◆ WHAT THE TASK ASKS ◆
Put each line of the material below into a JSON list of strings, one string per line, with blank lines left out. Don't include the pictures in your answer.

◆ SUPPLIED DATA ◆
▼

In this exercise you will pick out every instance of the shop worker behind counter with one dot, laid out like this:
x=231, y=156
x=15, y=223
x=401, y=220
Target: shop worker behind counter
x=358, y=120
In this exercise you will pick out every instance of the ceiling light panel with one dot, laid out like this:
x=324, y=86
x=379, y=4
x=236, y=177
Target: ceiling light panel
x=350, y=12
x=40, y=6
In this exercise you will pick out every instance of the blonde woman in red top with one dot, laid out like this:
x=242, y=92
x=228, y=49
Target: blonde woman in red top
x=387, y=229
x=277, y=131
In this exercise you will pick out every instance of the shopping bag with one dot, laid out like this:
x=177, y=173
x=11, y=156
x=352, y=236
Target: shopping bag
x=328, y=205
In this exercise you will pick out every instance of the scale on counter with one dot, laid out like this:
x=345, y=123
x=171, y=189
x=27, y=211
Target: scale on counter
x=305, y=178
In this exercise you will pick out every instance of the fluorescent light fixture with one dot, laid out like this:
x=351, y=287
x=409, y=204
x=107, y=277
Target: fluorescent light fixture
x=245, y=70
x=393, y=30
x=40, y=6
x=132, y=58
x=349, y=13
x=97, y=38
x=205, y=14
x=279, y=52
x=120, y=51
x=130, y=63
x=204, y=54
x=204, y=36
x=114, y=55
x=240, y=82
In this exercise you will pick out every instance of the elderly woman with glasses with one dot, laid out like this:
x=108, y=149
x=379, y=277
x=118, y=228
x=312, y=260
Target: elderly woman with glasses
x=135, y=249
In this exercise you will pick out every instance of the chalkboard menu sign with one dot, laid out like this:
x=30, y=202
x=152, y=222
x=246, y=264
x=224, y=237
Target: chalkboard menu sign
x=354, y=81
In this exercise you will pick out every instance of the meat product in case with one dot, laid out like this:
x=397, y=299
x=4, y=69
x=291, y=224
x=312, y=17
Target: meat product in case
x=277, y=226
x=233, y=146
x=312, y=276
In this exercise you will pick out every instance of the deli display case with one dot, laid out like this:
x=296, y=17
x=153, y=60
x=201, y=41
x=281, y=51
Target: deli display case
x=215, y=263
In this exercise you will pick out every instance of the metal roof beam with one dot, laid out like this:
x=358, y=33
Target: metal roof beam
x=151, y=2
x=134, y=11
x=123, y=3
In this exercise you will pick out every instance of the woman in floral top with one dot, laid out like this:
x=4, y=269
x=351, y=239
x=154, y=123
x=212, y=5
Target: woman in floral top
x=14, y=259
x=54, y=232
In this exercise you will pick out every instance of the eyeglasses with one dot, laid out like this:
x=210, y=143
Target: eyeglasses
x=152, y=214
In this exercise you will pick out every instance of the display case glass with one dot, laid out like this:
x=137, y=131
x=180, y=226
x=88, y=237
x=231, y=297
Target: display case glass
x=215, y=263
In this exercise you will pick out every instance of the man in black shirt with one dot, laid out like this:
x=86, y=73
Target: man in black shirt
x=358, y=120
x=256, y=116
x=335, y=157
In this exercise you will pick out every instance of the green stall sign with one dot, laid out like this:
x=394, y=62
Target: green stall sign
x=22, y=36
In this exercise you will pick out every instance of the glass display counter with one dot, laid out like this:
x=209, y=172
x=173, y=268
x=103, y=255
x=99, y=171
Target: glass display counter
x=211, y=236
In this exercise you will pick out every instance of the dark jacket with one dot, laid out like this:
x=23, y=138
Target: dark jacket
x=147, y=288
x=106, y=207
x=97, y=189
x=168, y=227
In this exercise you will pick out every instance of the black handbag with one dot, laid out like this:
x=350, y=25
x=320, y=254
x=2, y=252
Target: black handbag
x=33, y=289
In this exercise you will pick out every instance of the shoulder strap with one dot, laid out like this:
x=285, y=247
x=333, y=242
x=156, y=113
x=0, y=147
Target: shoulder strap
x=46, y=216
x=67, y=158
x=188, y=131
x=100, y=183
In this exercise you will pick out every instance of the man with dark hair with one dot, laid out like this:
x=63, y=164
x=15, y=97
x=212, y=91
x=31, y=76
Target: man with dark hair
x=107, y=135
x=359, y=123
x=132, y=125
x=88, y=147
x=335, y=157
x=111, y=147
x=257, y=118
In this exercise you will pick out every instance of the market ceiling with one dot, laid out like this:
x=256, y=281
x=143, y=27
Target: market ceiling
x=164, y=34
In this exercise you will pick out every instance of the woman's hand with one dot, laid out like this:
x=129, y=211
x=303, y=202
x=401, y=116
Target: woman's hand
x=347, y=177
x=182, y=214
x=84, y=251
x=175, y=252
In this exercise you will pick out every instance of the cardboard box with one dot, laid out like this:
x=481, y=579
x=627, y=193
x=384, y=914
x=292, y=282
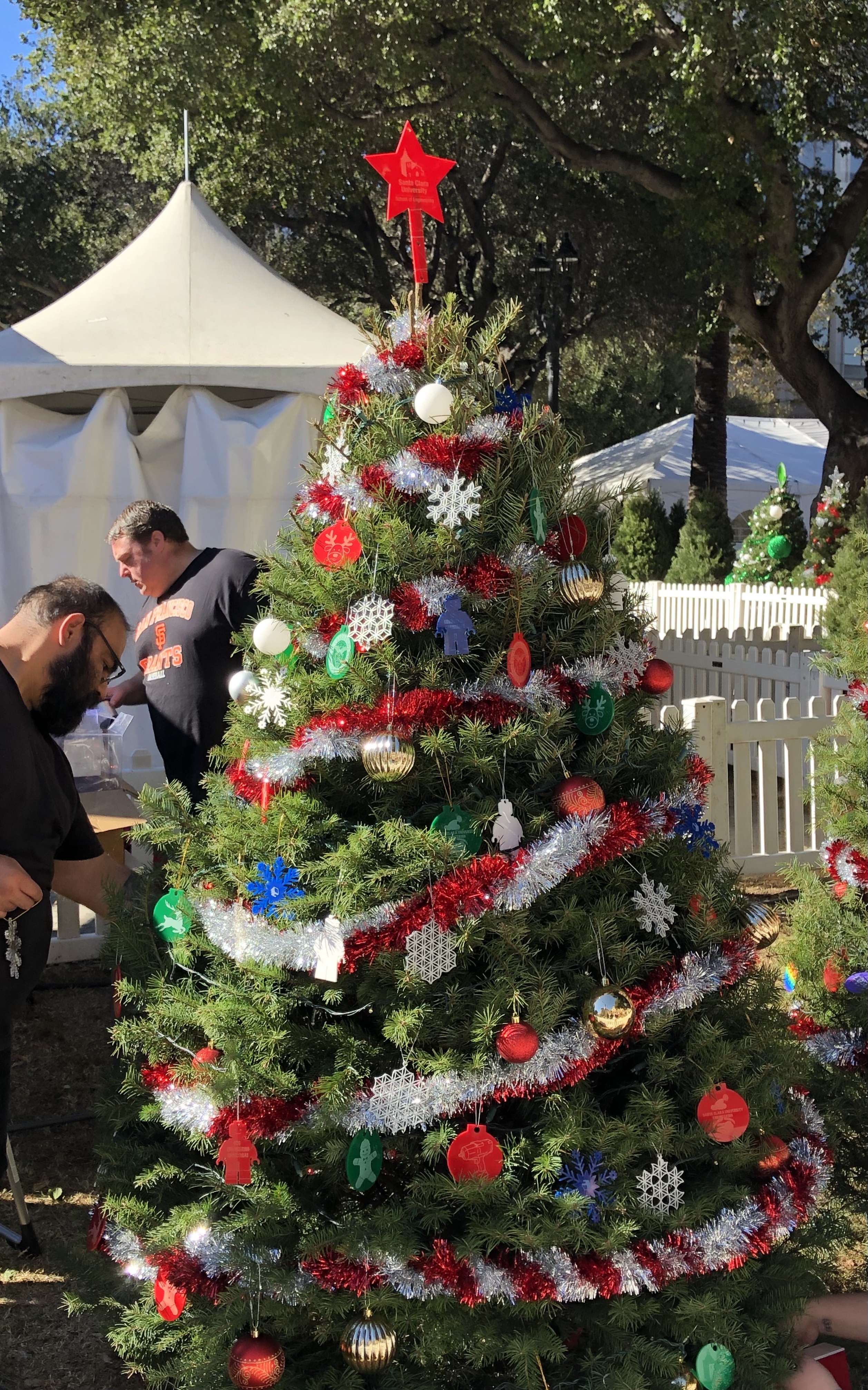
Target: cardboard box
x=834, y=1359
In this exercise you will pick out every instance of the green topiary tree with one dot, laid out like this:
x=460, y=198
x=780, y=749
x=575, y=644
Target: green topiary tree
x=772, y=550
x=828, y=530
x=452, y=946
x=704, y=552
x=643, y=542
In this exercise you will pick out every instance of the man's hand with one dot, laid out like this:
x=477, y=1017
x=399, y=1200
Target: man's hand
x=17, y=889
x=127, y=693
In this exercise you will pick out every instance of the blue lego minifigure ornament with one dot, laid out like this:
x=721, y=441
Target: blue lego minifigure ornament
x=454, y=626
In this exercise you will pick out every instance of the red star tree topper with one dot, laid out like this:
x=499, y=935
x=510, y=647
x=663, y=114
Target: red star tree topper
x=412, y=177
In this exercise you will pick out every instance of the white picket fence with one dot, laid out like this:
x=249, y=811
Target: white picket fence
x=696, y=608
x=745, y=666
x=761, y=768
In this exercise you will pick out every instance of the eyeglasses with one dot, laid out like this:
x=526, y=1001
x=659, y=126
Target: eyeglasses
x=119, y=669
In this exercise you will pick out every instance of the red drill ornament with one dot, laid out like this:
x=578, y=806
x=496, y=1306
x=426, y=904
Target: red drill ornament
x=412, y=178
x=518, y=1041
x=237, y=1153
x=475, y=1154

▲

◆ ANSWER TO THE TASK ◆
[
  "In this exercise you will pick out every instance of the shop worker behind counter with one dot, laid out like this:",
  "x=231, y=156",
  "x=15, y=223",
  "x=401, y=220",
  "Target: shop worker behind counter",
  "x=358, y=120",
  "In this exercise you will pick out every instance of the ceiling light panel with one dot, laid out like this:",
  "x=324, y=86",
  "x=379, y=4",
  "x=236, y=177",
  "Target: ceiling light panel",
  "x=350, y=12",
  "x=40, y=6",
  "In this exercise you will pick out every instance of the blonde woman in red top with one dot, laid out like this:",
  "x=242, y=92",
  "x=228, y=49",
  "Target: blonde woman in red top",
  "x=387, y=229",
  "x=277, y=131",
  "In this exercise you will pick out every instance of the shopping bag with one dot, laid out like this:",
  "x=177, y=173",
  "x=11, y=156",
  "x=352, y=236",
  "Target: shopping bag",
  "x=328, y=205",
  "In this exercise you will pick out every instance of the scale on counter with one dot, laid out like this:",
  "x=345, y=123",
  "x=171, y=189",
  "x=27, y=211",
  "Target: scale on counter",
  "x=305, y=178",
  "In this exercise you will pick out every instance of the fluorescent light fixture with one dot, laid out like this:",
  "x=351, y=287",
  "x=409, y=204",
  "x=107, y=277",
  "Target: fluorescent light fixture",
  "x=245, y=70",
  "x=393, y=30",
  "x=40, y=6",
  "x=132, y=58",
  "x=349, y=13",
  "x=97, y=38",
  "x=205, y=14",
  "x=279, y=52",
  "x=120, y=51",
  "x=130, y=63",
  "x=204, y=54",
  "x=204, y=36",
  "x=114, y=55",
  "x=240, y=82",
  "In this exercise you will pick out every instance of the elderly woman with glasses with one dot, laid out like this:",
  "x=108, y=149",
  "x=379, y=277",
  "x=118, y=228",
  "x=312, y=260",
  "Target: elderly woman with glasses",
  "x=135, y=249",
  "In this exercise you will pick out every instance of the chalkboard menu sign with one dot, laid out like this:",
  "x=30, y=202",
  "x=152, y=222",
  "x=246, y=264",
  "x=224, y=237",
  "Target: chalkboard menu sign",
  "x=354, y=81",
  "In this exercise you will pick out every instance of the meat product in case with one dot, laid out like this:",
  "x=397, y=299",
  "x=4, y=69",
  "x=291, y=224",
  "x=312, y=17",
  "Target: meat product in case",
  "x=277, y=226",
  "x=233, y=146",
  "x=312, y=276",
  "In this exercise you will pick out every instance of the deli display case with one dot, laid out like this:",
  "x=296, y=17",
  "x=153, y=60",
  "x=201, y=41",
  "x=281, y=51",
  "Target: deli display case",
  "x=215, y=263",
  "In this exercise you will pick out every instance of the metal roof beam with one dot, laid out like this:",
  "x=358, y=33",
  "Target: metal roof beam",
  "x=151, y=2",
  "x=134, y=11",
  "x=123, y=3",
  "In this exercise you will pick out every instance of the woman in floral top with one dot, laid out like this:",
  "x=4, y=269",
  "x=351, y=239",
  "x=154, y=123",
  "x=212, y=5",
  "Target: woman in floral top",
  "x=14, y=259",
  "x=54, y=232",
  "In this exercise you will pick out every instance of the eyeglasses with one dot, laid out like this:",
  "x=210, y=143",
  "Target: eyeglasses",
  "x=152, y=214",
  "In this exercise you will pick out every instance of the display case glass with one dot, laid out like this:",
  "x=137, y=131",
  "x=180, y=226",
  "x=88, y=237",
  "x=231, y=297",
  "Target: display case glass",
  "x=215, y=263",
  "In this exercise you will pick out every instance of the man in black shirt with one dot, laid out like this:",
  "x=86, y=73",
  "Target: man in black shirt",
  "x=358, y=120",
  "x=256, y=116",
  "x=335, y=157",
  "In this exercise you will pick out every instance of the green stall sign with one dot, laid out like this:",
  "x=394, y=62",
  "Target: green stall sign",
  "x=22, y=36",
  "In this exercise you will pick out every instance of the glass display counter with one dot, laid out like this:",
  "x=209, y=172",
  "x=173, y=268",
  "x=103, y=255",
  "x=99, y=171",
  "Target: glass display counter",
  "x=211, y=236",
  "In this exercise you will pick out every instance of the dark jacket with one dot, laid out like this:",
  "x=23, y=138",
  "Target: dark jacket",
  "x=147, y=288",
  "x=106, y=207",
  "x=97, y=189",
  "x=168, y=227",
  "In this exercise you will pick out every instance of the black handbag with one dot, laid out like this:",
  "x=350, y=25",
  "x=320, y=254",
  "x=2, y=252",
  "Target: black handbag",
  "x=33, y=289",
  "In this exercise you will pick out every instance of the shoulder strap with one dot, laid out like this:",
  "x=285, y=247",
  "x=333, y=242",
  "x=156, y=113",
  "x=0, y=147",
  "Target: shoulder strap",
  "x=46, y=216",
  "x=67, y=158",
  "x=188, y=131",
  "x=100, y=183",
  "In this exercise you will pick out every instance of the man with dark hair with one dot, laid out like this:",
  "x=63, y=164",
  "x=15, y=97",
  "x=212, y=91",
  "x=31, y=76",
  "Target: man with dark hair",
  "x=107, y=135",
  "x=359, y=123",
  "x=132, y=125",
  "x=88, y=147",
  "x=335, y=157",
  "x=111, y=147",
  "x=257, y=118",
  "In this exercise you will pick out every instance of the market ceiling with one dot, laid out like this:",
  "x=256, y=281",
  "x=143, y=27",
  "Target: market ceiling",
  "x=164, y=34",
  "In this exercise you will pick out every instance of the woman's hand with one dot, laid out like this:",
  "x=129, y=211",
  "x=303, y=202",
  "x=401, y=116",
  "Target: woman's hand",
  "x=347, y=177",
  "x=182, y=214",
  "x=84, y=251",
  "x=175, y=252",
  "In this exercise you will pick out every instance of the cardboard box with one dot, laid out like this:",
  "x=481, y=579",
  "x=627, y=193",
  "x=384, y=914",
  "x=292, y=282",
  "Target: cardboard box",
  "x=834, y=1359",
  "In this exercise you will pick out every instance of the green topiary tree with one dot, laid out like this:",
  "x=460, y=198",
  "x=780, y=749",
  "x=575, y=644",
  "Target: green topiary tree",
  "x=772, y=550",
  "x=828, y=530",
  "x=452, y=946",
  "x=704, y=552",
  "x=643, y=542",
  "In this exercise you will pick out every instance of the man's hand with one dot, laid out like this:",
  "x=477, y=1017",
  "x=399, y=1200",
  "Target: man's hand",
  "x=17, y=889",
  "x=127, y=693",
  "In this exercise you will pick out every instance of the blue lego minifigure ornament with one dot, laid out like this:",
  "x=721, y=441",
  "Target: blue lego minifigure ornament",
  "x=454, y=626",
  "In this exercise you will pick out every instance of the red star tree topper with one dot, laid out like this:",
  "x=499, y=935",
  "x=510, y=647",
  "x=663, y=114",
  "Target: red star tree topper",
  "x=412, y=177",
  "In this exercise you will pick out every instance of the white picket fence with one dot, laid out like this:",
  "x=249, y=811",
  "Target: white picket fence",
  "x=696, y=608",
  "x=745, y=666",
  "x=761, y=768",
  "In this exercise you will pick out every instance of the eyeglasses with one dot, laid out like this:",
  "x=526, y=1001",
  "x=659, y=126",
  "Target: eyeglasses",
  "x=119, y=669",
  "In this exercise you will pick out every instance of the red drill ornament with one dot, laid out like this:",
  "x=578, y=806",
  "x=496, y=1306",
  "x=426, y=904",
  "Target: red drill ornament",
  "x=412, y=178",
  "x=518, y=1041",
  "x=237, y=1153",
  "x=475, y=1154"
]